Referring expression pointing data
^^^^^^^^
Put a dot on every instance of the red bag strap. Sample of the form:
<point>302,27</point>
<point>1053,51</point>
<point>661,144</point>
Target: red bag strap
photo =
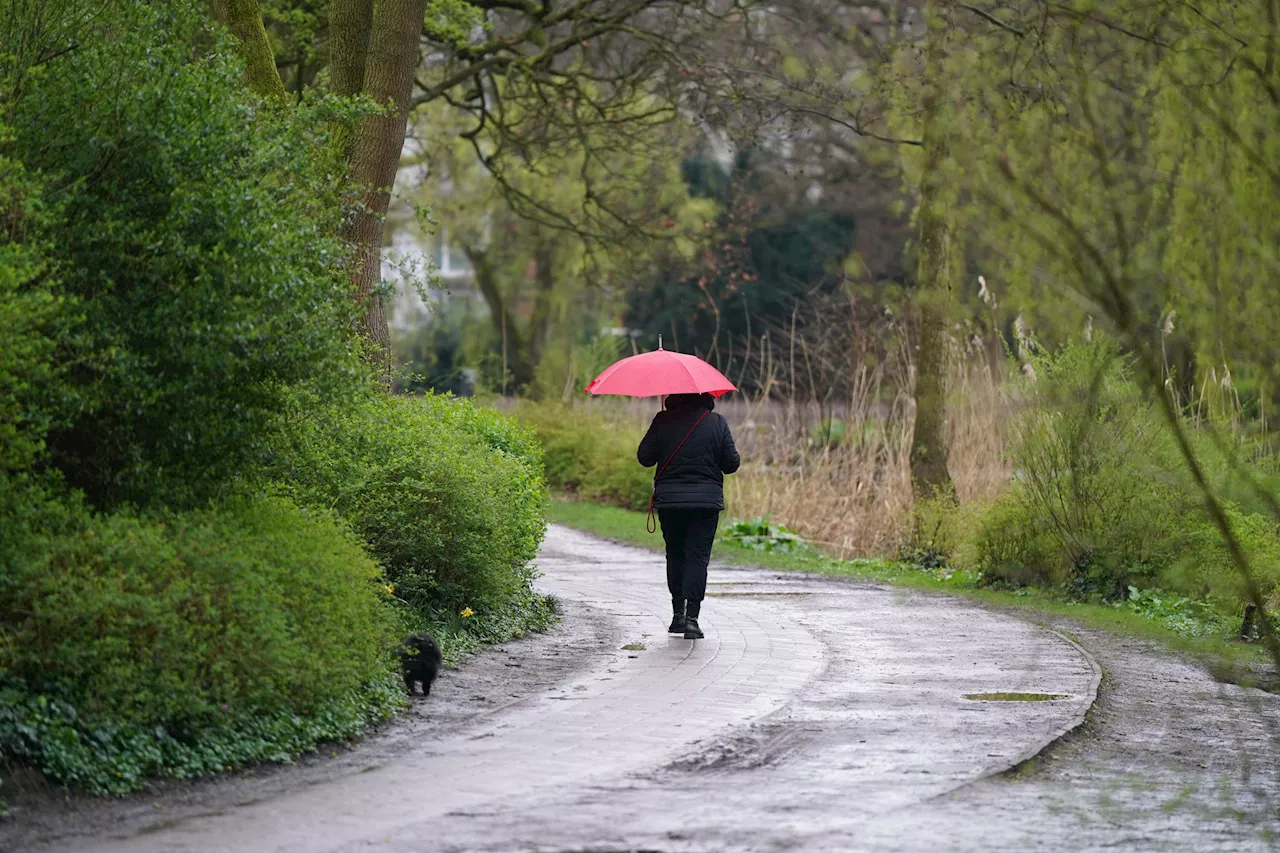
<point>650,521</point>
^^^^^^^^
Problem:
Copy out the lines of the data where the word "strap" can be found.

Output of the task:
Put a dot on every instance of the red bag strap. Sample of the form:
Target: red bag strap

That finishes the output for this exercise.